■ Object location annotation data:
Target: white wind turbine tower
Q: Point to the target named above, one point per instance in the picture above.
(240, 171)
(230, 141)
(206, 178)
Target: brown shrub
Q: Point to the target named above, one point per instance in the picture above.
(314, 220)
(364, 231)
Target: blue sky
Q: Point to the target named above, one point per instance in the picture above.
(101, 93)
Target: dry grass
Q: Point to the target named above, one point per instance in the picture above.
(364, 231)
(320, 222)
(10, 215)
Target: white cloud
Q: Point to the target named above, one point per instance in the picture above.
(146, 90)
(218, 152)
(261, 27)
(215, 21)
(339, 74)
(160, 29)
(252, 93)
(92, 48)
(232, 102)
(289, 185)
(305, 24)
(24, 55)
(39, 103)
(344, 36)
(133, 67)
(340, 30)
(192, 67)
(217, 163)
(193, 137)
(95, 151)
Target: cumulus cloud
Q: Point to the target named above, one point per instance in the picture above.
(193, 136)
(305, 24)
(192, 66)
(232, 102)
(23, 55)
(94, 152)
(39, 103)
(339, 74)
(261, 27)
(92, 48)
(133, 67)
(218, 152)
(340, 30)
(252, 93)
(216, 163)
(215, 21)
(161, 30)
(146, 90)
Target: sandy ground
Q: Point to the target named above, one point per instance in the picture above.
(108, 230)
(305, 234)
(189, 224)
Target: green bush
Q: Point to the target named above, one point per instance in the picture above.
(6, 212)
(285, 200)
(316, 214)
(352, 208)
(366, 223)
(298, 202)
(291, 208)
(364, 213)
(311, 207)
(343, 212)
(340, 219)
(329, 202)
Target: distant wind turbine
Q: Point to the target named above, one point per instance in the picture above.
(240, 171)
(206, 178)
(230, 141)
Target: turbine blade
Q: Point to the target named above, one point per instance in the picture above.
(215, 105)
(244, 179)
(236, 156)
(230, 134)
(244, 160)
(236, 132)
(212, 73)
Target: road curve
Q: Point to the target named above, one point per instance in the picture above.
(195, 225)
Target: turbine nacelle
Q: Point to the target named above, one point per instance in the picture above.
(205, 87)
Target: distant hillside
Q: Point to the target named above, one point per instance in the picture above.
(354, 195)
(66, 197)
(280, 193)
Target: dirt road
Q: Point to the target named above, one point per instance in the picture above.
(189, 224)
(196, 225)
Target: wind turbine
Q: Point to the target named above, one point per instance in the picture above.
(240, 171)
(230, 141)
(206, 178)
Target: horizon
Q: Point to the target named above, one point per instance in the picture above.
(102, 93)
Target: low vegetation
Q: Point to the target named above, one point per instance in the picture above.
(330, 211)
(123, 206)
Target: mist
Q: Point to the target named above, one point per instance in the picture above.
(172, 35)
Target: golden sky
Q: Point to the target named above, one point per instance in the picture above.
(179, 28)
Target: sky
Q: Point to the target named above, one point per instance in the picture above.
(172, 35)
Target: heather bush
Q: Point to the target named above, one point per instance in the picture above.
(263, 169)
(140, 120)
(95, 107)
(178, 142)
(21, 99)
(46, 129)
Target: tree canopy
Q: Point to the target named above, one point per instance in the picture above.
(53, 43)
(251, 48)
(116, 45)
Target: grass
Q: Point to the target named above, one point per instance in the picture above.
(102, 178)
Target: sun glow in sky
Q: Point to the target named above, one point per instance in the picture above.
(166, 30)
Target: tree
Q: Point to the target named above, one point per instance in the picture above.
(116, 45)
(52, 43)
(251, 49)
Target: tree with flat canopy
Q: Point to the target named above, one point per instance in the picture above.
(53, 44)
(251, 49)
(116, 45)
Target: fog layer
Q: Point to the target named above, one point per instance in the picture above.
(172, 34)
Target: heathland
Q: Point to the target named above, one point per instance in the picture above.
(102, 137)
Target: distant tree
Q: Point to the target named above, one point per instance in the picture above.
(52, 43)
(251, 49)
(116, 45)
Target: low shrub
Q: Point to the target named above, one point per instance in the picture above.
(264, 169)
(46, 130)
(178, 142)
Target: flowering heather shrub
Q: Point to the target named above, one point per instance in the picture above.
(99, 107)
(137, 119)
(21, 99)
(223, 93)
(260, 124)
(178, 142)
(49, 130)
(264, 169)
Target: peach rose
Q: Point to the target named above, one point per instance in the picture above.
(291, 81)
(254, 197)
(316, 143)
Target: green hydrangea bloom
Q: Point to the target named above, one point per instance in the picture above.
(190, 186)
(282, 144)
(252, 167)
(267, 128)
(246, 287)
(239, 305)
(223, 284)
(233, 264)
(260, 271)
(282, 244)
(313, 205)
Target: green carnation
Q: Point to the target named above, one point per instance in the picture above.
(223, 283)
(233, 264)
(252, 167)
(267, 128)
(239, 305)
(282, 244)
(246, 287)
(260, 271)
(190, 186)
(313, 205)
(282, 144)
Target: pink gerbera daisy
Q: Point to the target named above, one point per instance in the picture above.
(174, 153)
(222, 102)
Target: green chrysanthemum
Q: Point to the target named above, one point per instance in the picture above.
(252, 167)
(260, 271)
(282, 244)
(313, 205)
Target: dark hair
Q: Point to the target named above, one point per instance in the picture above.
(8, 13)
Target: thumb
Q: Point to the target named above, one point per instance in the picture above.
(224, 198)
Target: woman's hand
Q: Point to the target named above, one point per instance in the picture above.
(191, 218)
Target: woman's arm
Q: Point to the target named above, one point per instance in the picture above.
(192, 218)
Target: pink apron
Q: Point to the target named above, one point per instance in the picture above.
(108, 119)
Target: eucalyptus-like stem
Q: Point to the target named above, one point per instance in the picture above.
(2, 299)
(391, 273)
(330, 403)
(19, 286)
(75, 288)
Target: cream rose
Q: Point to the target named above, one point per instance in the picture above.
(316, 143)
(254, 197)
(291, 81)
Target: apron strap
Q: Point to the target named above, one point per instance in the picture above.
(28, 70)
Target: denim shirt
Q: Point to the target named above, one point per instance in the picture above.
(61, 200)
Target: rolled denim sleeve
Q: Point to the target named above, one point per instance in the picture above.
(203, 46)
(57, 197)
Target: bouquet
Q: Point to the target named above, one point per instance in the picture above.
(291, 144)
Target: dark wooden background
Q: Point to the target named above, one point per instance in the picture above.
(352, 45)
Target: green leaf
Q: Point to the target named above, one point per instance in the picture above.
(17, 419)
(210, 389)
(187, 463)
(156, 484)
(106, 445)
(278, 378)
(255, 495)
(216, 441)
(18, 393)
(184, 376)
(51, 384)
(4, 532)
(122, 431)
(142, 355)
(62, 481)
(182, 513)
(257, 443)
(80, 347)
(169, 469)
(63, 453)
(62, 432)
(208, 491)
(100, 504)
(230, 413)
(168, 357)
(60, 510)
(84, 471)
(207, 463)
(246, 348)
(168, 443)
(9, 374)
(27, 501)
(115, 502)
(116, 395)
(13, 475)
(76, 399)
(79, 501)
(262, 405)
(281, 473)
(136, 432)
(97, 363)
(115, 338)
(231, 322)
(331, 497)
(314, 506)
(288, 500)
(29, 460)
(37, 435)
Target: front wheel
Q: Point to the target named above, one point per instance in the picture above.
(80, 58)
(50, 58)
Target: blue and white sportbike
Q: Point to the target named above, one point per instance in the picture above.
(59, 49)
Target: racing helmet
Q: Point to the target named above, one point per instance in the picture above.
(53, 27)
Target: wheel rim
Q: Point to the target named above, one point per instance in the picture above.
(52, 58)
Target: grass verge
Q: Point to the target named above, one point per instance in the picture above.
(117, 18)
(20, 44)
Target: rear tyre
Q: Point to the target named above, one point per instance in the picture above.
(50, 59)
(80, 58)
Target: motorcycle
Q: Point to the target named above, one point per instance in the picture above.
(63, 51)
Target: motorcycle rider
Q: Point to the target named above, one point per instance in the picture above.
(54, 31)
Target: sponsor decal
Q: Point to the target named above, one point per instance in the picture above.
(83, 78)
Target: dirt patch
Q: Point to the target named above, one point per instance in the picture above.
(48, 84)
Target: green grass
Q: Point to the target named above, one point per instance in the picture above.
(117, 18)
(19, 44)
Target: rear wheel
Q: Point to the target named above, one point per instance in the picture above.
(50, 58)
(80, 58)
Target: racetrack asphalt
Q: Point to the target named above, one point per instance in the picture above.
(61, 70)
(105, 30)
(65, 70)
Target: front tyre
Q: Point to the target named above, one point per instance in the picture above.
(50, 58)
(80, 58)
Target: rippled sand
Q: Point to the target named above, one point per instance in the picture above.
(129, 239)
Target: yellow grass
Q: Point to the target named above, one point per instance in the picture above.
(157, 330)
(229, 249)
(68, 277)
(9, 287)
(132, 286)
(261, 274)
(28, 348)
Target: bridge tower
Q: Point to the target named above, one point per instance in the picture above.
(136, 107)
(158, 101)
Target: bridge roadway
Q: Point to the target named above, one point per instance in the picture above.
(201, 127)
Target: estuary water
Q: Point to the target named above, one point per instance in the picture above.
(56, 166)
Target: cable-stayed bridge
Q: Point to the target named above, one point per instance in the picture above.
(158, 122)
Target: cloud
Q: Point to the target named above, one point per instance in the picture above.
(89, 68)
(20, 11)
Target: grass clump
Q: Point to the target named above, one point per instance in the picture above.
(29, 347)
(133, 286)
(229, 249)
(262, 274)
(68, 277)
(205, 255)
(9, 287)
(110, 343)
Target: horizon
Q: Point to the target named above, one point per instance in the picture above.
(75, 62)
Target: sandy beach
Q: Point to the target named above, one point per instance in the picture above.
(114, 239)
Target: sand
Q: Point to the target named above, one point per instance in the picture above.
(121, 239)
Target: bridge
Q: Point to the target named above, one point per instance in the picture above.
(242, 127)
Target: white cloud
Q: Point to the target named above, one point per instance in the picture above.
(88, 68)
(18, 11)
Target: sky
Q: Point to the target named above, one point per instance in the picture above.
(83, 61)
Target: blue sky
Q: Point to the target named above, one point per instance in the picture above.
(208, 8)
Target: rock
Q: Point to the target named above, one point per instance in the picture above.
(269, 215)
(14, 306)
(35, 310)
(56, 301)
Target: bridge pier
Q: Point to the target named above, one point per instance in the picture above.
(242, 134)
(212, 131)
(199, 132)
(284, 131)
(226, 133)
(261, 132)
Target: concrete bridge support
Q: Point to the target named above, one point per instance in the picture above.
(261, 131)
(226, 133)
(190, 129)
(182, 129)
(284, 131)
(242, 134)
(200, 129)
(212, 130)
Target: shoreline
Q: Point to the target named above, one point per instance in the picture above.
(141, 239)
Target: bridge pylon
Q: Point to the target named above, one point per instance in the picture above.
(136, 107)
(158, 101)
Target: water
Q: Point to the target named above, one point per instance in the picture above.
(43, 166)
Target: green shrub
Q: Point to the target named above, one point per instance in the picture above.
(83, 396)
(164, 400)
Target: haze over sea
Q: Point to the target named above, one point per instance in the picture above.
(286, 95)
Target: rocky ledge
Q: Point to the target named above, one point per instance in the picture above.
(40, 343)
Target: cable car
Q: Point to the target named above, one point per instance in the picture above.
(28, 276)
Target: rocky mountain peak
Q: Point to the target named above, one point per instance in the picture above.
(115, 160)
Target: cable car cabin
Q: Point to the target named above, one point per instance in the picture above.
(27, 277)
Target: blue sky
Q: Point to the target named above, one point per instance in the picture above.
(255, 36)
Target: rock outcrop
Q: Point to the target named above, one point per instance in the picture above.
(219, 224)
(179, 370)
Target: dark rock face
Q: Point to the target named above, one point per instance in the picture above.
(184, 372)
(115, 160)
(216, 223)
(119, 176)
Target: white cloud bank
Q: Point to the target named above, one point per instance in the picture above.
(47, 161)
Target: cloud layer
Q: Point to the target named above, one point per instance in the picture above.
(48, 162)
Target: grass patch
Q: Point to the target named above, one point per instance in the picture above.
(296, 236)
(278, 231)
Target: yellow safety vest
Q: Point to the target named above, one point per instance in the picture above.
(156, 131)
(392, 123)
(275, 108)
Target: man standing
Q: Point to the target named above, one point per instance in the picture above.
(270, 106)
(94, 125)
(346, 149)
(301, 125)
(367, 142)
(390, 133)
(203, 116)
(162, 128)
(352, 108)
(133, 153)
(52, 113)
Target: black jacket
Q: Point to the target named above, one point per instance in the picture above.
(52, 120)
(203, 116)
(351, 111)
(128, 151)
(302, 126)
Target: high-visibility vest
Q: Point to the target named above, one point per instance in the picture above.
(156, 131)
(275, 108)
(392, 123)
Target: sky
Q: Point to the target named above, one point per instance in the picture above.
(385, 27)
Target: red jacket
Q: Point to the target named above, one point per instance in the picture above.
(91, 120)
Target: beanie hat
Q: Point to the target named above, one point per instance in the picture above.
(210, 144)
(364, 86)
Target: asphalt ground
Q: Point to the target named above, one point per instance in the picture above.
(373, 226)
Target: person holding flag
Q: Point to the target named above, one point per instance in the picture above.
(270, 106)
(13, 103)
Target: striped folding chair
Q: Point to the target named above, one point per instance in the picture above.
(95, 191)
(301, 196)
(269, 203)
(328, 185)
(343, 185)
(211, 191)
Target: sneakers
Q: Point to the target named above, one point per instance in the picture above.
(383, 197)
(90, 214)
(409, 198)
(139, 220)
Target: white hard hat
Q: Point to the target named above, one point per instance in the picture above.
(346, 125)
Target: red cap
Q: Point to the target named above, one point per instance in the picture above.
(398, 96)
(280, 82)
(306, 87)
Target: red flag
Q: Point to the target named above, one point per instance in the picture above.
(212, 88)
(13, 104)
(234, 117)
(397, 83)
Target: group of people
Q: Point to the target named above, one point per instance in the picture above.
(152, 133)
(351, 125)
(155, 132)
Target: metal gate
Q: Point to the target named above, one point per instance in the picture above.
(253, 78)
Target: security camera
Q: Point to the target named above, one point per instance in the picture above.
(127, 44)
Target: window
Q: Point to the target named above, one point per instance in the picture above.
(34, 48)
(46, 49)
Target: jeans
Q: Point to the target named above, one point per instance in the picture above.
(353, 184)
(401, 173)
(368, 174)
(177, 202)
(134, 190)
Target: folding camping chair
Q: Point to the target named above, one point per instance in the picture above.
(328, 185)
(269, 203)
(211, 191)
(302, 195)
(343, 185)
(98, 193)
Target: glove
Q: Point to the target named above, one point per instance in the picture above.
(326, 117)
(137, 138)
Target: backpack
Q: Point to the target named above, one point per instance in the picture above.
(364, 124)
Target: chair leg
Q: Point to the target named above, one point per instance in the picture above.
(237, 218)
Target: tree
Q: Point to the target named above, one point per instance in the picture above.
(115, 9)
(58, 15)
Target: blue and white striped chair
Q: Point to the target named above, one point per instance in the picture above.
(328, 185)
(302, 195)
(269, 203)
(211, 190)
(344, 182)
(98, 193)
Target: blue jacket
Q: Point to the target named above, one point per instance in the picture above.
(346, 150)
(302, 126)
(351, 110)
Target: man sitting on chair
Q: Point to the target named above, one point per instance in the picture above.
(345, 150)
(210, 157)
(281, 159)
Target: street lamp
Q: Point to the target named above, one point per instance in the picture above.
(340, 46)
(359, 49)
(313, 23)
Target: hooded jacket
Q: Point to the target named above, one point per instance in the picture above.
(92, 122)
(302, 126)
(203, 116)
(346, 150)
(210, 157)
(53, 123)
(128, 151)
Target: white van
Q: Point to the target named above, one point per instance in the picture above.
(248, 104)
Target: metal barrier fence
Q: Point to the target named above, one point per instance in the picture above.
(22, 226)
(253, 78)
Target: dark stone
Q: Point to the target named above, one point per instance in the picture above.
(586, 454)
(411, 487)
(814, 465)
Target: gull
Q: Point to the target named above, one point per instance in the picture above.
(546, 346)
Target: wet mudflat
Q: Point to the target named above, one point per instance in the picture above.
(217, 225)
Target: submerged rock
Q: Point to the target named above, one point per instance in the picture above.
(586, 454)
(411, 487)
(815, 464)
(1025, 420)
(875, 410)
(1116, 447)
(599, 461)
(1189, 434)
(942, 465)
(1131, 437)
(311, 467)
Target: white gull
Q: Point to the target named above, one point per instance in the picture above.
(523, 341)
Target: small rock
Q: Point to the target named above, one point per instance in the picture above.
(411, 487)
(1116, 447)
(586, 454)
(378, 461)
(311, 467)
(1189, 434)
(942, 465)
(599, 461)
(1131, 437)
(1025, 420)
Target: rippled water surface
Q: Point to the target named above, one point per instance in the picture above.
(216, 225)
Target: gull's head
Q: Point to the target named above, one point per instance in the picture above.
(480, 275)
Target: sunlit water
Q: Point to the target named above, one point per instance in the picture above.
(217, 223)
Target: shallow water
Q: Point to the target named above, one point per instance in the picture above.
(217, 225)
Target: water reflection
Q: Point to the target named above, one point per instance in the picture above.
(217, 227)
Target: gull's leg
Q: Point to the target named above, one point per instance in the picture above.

■ THE TASK:
Retype nothing except the lines from the line holding "Target: metal barrier fence" through the last line of the entries, both included.

■ SOLVED EXERCISE:
Target: metal barrier fence
Q: Point to the target named above, one point per instance in the picture above.
(22, 226)
(253, 78)
Target: dark stone
Q: Point to the target named above, one point per instance in the picture above.
(586, 454)
(411, 487)
(814, 465)
Target: gull
Q: Point to the target named above, one point per instance in the picture above.
(546, 346)
Target: wet mudflat
Q: Point to the target named above, one point per instance in the picture above.
(217, 225)
Target: submerged rock
Q: Point to the target named above, one point per instance in the picture above.
(586, 454)
(411, 487)
(815, 464)
(1025, 420)
(875, 410)
(1116, 447)
(599, 461)
(1189, 434)
(942, 465)
(1131, 437)
(311, 467)
Target: white gull
Q: Point to the target named above, one point per instance in the picture above.
(523, 341)
Target: small rock
Q: Point to the target named above, one point per instance in the picture above.
(411, 487)
(1116, 447)
(586, 454)
(378, 461)
(311, 467)
(1189, 434)
(942, 465)
(599, 461)
(1131, 437)
(1025, 420)
Target: rippled water surface
Q: Point to the target named above, one point per instance in the picture above.
(216, 225)
Target: gull's head
Q: Point to the target named above, one point per instance in the picture above.
(480, 275)
Target: sunlit water
Q: Point to the target named above, one point per instance in the picture above.
(217, 223)
Target: shallow water
Q: Point to the target named above, one point per instance in the picture above.
(217, 225)
Target: water reflection
Q: Point to the target named above, one point per instance in the picture above.
(217, 227)
Target: gull's leg
Q: Point to the target named above, one point per instance in the picture above.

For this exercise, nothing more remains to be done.